__WHAT THIS TASK INVOLVES__: Copy the stretch from "Similarly, you agonize" through "next sunny spell." in the passage on moods and therapy, substituting "umbrella" for "raincoat".

__SELECTED EXCERPT__:
════════

Obviously your therapist / shrink should be best placed to discuss this with you. As to Bipolar Disorder, probably most move through relaively slow cycles into highs and lows, some are described as "rapid-cycling" and the mood movements are more rapid.
OK, so you have made a probably wise decision not to display your bad and sad moods to everyone ( its usually of little value to do so ) and to appear well and capable - and the dysjunction isn't as large or contradictory as it seems - and BOTh aspects are you. A diamond has many facets, which face in different directions , and at any time, or from any angle, some are shining and some are barely visible. And ALL of that is a diamond.
Your behaviour isn't entirely you - it is what You do, and You could do things differently. And you can change your behaviour very valuably without ever understanding "why" you ever did things in an unhelpful way.
Try not to think orm to make assumptions, in absolutes ? Is your therapist 120 % Sincere ? Maybe not - who is ? But he is way more than sincere enough. How sincere does he have to be to be useful for you ? Develop a sense of "enoughness". Demanding absolute total purity and perfection isn't necessary, and condemns one to spending unnecessarily long periods in the waiting room.
Similarly, you agonize by querying your own sincerity ? Are you totally, eternally, utterly sincere ? I hope not. How boring that could be. But you are way, way, sincere enough.
Maybe try visualizing more of these passing moods, sunny or cloudy, as one adjusts to the weather - OK, here comes a storm, but afterwards, the dust will have been laid and the garden watered, and the sun always does come out if we bother to notice it. Instead of reacting with horror as though the thunder will be eternal, put on a raincoat and plan for the next sunny spell.
Because some of us, like you, can so easily get trapped in habits of second-guessing ( and third-guessing, and so on ) and over-intellectually over-analyzing everything one does, thinks, says, or whatever anyone else does, and this can become more of a full-time occupation than a helpful method. In such situations, more analytical methods can be very counter-productive, and the more cheerfully business-like approach of CBT is refreshingly more useful.

════════

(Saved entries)

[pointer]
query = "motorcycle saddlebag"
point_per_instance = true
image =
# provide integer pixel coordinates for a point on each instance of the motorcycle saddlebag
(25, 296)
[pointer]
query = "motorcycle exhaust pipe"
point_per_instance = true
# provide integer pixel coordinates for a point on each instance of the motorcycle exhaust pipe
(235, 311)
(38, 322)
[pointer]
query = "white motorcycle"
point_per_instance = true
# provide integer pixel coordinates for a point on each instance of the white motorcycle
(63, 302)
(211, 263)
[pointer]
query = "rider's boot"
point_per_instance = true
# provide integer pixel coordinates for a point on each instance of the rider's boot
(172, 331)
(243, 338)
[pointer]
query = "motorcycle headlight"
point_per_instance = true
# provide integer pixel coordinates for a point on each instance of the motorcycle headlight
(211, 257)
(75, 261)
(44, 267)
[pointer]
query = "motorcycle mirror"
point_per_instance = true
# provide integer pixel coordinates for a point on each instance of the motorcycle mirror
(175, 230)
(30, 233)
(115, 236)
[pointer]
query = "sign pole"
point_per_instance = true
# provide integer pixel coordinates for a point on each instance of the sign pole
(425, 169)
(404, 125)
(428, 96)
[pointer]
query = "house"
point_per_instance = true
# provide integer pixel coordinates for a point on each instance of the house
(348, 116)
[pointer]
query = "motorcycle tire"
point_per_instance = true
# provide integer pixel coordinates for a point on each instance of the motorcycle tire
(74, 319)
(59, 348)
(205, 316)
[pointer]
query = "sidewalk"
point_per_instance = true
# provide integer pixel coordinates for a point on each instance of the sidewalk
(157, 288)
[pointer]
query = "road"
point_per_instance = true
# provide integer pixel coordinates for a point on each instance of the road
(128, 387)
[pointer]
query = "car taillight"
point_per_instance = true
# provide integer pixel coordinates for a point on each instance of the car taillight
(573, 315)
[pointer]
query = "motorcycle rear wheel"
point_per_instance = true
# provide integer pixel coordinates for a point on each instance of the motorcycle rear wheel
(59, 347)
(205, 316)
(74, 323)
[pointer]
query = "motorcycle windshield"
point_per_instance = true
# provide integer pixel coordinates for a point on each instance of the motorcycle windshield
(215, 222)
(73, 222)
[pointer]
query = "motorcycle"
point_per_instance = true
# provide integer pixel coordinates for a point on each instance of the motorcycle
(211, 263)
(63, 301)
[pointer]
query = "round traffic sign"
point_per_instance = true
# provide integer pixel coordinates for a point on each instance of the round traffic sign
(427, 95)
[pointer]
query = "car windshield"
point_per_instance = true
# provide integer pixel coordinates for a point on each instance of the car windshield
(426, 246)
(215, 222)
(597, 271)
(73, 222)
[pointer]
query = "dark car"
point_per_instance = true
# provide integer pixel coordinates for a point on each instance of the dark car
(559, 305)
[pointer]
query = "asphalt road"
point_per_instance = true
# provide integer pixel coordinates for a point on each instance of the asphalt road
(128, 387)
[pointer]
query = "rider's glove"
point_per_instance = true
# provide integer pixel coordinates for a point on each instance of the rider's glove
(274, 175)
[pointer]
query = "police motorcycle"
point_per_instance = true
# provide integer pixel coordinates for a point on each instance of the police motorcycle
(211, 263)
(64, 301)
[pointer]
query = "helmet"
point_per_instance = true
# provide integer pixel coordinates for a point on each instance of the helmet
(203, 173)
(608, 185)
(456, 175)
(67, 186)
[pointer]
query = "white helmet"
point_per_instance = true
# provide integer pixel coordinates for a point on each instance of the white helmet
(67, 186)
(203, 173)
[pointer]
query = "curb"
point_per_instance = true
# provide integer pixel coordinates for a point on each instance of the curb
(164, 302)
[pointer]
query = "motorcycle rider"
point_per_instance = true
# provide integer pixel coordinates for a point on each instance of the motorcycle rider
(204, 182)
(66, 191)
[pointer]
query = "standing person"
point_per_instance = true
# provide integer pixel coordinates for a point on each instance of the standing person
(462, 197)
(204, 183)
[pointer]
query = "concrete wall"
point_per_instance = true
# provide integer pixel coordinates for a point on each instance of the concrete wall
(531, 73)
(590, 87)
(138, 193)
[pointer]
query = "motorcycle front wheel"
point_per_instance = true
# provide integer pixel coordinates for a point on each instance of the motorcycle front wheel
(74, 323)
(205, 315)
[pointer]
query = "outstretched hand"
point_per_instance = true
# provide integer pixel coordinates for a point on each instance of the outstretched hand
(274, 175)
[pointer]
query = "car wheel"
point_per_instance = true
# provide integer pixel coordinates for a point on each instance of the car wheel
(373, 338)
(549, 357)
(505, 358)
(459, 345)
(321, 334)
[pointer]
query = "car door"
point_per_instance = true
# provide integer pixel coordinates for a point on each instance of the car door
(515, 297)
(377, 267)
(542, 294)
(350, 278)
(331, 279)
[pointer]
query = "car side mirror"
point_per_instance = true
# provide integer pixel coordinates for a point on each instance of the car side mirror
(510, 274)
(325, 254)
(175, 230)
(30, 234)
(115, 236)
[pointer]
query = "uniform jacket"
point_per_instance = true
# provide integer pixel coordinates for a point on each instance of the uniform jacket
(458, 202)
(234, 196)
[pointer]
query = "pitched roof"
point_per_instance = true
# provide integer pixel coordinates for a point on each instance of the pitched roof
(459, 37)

════════

__EXPECTED ANSWER__:
Similarly, you agonize by querying your own sincerity ? Are you totally, eternally, utterly sincere ? I hope not. How boring that could be. But you are way, way, sincere enough.
Maybe try visualizing more of these passing moods, sunny or cloudy, as one adjusts to the weather - OK, here comes a storm, but afterwards, the dust will have been laid and the garden watered, and the sun always does come out if we bother to notice it. Instead of reacting with horror as though the thunder will be eternal, put on a umbrella and plan for the next sunny spell.